►
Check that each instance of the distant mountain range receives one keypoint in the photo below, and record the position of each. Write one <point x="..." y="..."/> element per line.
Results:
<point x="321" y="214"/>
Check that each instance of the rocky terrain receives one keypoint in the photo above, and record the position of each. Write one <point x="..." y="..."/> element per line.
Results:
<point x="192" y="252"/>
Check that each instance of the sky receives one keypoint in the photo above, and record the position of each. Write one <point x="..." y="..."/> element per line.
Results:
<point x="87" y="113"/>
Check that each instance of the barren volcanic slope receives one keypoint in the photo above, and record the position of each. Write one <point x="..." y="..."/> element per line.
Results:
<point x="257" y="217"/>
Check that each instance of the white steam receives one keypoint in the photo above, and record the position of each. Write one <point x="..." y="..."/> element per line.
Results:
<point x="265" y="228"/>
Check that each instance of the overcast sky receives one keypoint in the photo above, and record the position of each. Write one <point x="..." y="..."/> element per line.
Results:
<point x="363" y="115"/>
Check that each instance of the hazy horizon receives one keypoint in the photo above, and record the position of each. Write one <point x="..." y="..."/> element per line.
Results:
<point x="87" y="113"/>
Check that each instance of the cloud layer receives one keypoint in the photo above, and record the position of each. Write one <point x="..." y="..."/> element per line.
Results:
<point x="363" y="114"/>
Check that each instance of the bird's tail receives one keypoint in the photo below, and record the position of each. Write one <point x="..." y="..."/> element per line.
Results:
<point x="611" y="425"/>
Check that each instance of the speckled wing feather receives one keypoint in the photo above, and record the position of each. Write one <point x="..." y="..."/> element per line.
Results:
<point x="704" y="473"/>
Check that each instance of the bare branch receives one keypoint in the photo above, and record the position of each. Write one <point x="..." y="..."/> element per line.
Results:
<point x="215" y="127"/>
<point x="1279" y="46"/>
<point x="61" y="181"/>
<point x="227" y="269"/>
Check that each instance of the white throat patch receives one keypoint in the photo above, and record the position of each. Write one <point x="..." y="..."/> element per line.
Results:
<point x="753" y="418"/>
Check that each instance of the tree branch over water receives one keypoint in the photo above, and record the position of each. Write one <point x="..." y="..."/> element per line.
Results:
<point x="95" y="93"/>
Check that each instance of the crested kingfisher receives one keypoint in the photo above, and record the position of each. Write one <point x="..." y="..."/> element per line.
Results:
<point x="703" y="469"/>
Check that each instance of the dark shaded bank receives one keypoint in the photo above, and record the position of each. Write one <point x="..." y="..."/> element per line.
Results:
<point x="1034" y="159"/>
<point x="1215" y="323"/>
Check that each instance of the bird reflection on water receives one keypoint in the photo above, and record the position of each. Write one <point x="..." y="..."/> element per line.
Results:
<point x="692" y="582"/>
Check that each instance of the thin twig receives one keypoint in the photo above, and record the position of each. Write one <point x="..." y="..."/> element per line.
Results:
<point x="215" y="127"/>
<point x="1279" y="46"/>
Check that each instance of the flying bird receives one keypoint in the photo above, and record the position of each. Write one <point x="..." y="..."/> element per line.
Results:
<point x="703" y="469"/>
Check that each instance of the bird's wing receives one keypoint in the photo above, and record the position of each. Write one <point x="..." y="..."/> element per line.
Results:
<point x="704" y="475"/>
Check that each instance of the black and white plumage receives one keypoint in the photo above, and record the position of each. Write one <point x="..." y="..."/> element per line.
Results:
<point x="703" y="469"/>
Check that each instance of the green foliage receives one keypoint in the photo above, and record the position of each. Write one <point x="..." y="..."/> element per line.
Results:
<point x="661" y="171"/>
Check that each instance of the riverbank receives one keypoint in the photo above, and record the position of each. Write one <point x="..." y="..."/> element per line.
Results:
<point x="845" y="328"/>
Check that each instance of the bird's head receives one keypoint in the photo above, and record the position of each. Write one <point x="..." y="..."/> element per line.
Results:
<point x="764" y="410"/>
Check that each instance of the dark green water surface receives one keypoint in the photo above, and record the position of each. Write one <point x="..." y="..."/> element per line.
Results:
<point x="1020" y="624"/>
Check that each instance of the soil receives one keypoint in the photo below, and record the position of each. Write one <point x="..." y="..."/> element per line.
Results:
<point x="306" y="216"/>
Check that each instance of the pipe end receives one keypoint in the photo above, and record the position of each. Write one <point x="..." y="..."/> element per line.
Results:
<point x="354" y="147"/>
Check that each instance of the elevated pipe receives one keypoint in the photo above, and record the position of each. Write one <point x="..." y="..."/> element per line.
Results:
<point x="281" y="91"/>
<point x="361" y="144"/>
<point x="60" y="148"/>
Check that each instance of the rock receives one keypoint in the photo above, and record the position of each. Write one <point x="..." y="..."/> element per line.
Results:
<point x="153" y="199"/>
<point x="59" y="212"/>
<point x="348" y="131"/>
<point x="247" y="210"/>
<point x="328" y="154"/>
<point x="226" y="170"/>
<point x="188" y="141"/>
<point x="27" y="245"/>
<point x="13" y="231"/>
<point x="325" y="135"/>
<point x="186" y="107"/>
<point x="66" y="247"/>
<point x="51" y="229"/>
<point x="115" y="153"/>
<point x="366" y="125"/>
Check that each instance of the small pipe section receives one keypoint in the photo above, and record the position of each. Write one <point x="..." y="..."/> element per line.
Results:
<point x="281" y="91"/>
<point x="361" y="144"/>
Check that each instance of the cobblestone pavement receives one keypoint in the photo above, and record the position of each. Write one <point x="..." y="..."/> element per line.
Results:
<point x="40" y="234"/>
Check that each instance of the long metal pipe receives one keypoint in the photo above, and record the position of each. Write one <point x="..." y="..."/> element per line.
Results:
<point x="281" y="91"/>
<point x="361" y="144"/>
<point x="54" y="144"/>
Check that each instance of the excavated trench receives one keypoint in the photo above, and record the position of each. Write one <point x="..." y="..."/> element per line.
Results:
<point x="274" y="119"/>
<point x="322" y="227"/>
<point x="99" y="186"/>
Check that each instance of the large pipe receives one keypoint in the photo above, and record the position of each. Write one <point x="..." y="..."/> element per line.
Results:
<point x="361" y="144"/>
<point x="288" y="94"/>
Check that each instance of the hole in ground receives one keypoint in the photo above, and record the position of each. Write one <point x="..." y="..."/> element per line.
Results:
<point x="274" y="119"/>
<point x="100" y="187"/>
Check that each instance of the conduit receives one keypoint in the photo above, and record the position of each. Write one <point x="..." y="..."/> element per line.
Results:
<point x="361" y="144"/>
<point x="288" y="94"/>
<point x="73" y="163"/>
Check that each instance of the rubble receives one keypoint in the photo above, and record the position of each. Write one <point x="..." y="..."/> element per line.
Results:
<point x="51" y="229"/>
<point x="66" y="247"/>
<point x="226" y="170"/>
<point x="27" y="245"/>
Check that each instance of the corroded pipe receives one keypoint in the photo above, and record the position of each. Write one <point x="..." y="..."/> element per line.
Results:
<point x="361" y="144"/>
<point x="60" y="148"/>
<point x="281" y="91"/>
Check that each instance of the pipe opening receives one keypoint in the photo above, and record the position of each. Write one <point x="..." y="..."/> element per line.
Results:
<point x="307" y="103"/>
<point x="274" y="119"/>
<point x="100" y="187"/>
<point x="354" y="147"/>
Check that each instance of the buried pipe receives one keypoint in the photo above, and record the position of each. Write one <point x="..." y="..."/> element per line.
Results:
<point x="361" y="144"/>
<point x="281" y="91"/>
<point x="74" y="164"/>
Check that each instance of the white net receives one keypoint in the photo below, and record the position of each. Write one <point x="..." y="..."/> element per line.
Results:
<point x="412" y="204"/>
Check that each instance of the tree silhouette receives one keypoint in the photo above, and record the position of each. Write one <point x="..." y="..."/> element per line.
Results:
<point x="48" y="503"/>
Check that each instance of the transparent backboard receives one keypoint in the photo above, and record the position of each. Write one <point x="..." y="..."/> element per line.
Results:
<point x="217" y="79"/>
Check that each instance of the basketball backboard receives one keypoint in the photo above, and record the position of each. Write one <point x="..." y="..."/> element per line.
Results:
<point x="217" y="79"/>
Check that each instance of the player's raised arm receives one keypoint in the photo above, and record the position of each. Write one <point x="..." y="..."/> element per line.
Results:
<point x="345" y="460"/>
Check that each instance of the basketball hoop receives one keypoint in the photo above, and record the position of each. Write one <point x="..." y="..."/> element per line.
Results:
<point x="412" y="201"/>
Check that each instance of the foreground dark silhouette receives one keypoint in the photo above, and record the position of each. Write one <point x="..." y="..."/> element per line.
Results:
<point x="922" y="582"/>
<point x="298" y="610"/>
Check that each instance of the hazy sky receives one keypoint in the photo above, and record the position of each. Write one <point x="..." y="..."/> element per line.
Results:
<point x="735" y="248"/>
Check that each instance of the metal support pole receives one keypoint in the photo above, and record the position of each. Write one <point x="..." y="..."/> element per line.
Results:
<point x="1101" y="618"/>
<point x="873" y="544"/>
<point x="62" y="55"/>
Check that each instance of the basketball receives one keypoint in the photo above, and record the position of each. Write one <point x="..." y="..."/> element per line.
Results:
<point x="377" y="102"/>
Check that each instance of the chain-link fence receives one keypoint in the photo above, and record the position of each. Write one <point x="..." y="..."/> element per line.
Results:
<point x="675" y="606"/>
◄
DIRECTIONS » Copy out every line from the one containing "Check that each instance of the metal" to the end of the material, both ends included.

CORRECT ANSWER »
Check that each instance of the metal support pole receives one keypoint in the photo above, and record the position of each. Write one <point x="..." y="..."/> element per line.
Results:
<point x="1101" y="618"/>
<point x="873" y="544"/>
<point x="62" y="55"/>
Check that each instance of the basketball receives one keypoint in the photo above, and record the position of each. Write one <point x="..." y="..."/> element per line.
Results:
<point x="377" y="102"/>
Check that each instance of the chain-link fence receives one keypoint in the photo above, and record the position of each. Write one <point x="..." y="..."/> element per line.
Results:
<point x="675" y="606"/>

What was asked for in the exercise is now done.